▶ [Instructions]
1. Answer these questions using the newsletter excerpt on anxiety and workplace mental health.
(a) According to the excerpt, at what kind of event was the term "generalised anxiety disorder" made up?
(b) In what publication did Lauren Oyler's essay appear?
(c) At what company does Rebecca Lawlor work?
2. Continue the newsletter excerpt on anxiety and workplace mental health, starting right after its final sentence about Rebecca Lawlor and National Grid.

One more thing . . . 

Anxiety (or “generalised anxiety disorder” — a term that was actually made up at a 1970s dinner party) is such a huge topic that it can be hard to get a grip on it, and in a New Yorker essay, Lauren Oyler conveys some of that confusion, as well as her personal experiences of living with a variety of symptoms. We are all anxious, to some degree. Is it very personal, Oyler asks, or a generalised effect of social media, precarity and other ills?

A word from the Working It community

I’ll return to last week’s newsletter about kind leadership — which generated some very interesting responses — but this week I wanted to highlight responses to a previous newsletter, about the precarious state of Gen Z’s mental health.

Some corporates are already addressing this shift in generational outlook and expectation — Rebecca Lawlor, at National Grid, emailed about the way it has updated its employee assistance programme.

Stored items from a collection
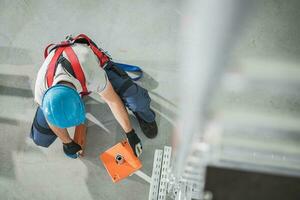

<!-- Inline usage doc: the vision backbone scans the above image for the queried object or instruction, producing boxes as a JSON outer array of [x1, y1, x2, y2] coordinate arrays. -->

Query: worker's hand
[[63, 140, 82, 159], [126, 129, 143, 157]]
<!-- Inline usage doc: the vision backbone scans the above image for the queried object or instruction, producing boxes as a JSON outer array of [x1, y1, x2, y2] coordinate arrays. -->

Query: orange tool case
[[99, 140, 142, 183]]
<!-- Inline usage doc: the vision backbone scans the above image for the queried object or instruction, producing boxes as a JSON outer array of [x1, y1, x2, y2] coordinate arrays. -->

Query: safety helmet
[[41, 84, 85, 128]]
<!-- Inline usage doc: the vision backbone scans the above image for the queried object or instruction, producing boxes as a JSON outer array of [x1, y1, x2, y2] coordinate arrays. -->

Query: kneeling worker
[[31, 35, 157, 158]]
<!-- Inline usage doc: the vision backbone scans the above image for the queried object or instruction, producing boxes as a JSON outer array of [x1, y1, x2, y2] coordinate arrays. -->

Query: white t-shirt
[[34, 44, 107, 105]]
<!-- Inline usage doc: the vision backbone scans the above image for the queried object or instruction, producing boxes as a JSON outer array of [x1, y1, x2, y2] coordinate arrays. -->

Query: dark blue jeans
[[30, 107, 57, 147], [104, 62, 155, 122]]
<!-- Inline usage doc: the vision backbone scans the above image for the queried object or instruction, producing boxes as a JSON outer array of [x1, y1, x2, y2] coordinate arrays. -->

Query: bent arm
[[99, 81, 132, 133], [48, 123, 72, 144]]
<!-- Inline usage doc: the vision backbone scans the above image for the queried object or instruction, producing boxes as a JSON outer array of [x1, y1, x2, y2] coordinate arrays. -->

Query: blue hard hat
[[41, 84, 85, 128]]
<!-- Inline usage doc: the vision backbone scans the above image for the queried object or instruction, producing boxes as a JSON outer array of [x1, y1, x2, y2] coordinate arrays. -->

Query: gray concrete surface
[[0, 0, 300, 200], [0, 0, 179, 200]]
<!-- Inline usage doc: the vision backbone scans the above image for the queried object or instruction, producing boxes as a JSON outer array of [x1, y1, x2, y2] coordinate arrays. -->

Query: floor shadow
[[0, 46, 33, 65], [0, 117, 19, 126], [0, 74, 33, 98], [0, 85, 33, 98], [0, 118, 31, 179], [82, 73, 176, 200]]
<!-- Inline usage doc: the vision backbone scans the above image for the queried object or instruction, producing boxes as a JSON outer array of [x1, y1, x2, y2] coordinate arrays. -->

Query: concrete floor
[[0, 0, 179, 200], [0, 0, 300, 200]]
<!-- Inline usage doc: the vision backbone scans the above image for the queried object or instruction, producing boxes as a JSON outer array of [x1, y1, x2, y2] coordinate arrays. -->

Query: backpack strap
[[74, 34, 110, 68], [44, 41, 89, 95], [46, 47, 65, 87], [65, 46, 88, 95]]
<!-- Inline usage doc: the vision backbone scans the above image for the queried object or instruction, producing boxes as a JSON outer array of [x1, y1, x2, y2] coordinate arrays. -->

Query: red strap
[[65, 46, 88, 94], [46, 47, 65, 87], [74, 34, 109, 67], [44, 44, 54, 59]]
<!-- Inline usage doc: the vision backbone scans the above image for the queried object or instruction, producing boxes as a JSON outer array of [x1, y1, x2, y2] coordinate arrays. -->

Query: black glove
[[126, 129, 143, 157], [63, 140, 82, 159]]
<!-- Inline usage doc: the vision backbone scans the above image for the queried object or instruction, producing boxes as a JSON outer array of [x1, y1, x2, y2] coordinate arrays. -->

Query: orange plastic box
[[99, 140, 142, 183]]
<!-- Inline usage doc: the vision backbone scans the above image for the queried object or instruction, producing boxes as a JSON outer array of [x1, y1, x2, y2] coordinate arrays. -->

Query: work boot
[[133, 112, 157, 138]]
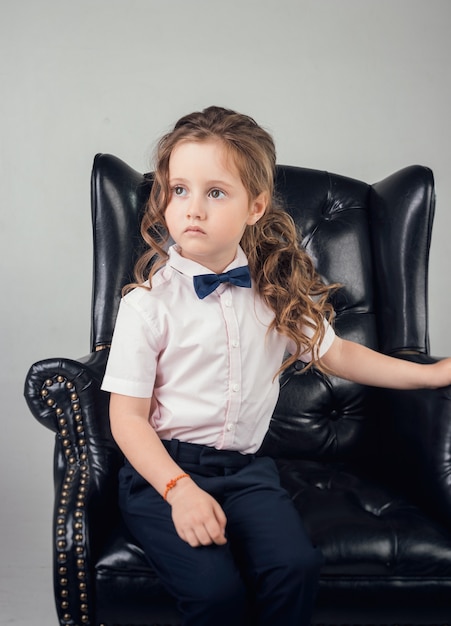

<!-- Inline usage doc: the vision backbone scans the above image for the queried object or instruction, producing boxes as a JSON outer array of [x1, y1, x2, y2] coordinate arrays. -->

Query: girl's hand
[[167, 478, 227, 548]]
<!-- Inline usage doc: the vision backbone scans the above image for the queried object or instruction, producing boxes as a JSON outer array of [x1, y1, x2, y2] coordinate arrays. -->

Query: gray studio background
[[0, 0, 451, 626]]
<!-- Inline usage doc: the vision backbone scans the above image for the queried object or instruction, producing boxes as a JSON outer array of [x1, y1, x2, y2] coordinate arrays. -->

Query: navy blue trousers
[[120, 440, 323, 626]]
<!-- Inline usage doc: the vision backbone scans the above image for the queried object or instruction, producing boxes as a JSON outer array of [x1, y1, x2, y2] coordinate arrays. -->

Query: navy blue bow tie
[[193, 265, 251, 300]]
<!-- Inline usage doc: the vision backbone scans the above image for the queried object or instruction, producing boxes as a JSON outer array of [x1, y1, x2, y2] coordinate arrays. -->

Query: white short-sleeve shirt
[[102, 246, 335, 453]]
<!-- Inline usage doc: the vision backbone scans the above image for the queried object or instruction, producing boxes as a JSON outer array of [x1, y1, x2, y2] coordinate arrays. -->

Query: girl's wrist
[[163, 472, 190, 501]]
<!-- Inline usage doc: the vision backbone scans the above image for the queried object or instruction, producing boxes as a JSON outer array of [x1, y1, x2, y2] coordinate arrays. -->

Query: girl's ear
[[247, 191, 268, 226]]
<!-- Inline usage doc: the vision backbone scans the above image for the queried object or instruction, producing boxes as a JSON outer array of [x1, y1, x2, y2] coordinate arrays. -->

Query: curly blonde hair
[[129, 106, 337, 374]]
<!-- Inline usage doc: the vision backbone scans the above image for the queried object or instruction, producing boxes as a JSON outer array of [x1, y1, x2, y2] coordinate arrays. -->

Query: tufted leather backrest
[[91, 154, 434, 460]]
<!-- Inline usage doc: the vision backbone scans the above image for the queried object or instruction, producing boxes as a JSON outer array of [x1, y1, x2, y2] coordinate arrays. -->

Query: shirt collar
[[167, 244, 248, 277]]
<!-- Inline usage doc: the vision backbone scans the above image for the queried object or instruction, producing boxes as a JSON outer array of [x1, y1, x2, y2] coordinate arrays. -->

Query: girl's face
[[165, 140, 268, 273]]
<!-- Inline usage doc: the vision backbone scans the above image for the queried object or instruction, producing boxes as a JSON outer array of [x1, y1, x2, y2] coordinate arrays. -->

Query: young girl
[[103, 107, 451, 626]]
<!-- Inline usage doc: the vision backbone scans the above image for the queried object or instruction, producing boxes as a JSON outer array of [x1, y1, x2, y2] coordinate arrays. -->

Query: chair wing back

▶ [Numbered answers]
1.
(a) A 1970s dinner party
(b) The New Yorker
(c) National Grid

2.
“Our data tells us that 72 per cent of our calls for help to our Employee Assistance Programme from our younger colleagues are mental-health related, however, our EAP service is, in fact, used the most by 30 to 50-year-olds, not Gen Zs, highlighting the need for support with greater appeal to our Gen Z workers. Since 2022, we have enhanced our traditional EAP support offering by partnering with Thrive Mental Wellbeing app to offer timely digital support such as proactive outreach, online CBT and in-app therapy.”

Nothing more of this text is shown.